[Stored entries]
================

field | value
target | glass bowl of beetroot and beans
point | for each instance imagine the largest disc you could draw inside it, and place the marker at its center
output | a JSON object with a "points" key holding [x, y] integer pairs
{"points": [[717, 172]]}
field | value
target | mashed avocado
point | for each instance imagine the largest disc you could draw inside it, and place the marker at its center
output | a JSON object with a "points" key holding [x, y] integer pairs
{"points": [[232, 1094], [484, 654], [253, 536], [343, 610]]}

================

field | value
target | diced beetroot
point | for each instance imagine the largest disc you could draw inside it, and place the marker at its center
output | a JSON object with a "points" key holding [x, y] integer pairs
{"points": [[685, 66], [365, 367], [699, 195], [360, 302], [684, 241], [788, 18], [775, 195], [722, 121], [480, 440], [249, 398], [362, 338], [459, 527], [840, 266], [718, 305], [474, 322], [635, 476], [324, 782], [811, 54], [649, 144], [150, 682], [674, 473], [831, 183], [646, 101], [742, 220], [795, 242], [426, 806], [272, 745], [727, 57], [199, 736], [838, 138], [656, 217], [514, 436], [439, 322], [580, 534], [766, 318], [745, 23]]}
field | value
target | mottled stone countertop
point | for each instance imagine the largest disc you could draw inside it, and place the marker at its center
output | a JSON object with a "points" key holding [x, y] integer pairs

================

# Instructions to follow:
State how many of the lines above contain the string "beetroot", giving only the number. Matching is case-sensitive.

# Exercise output:
2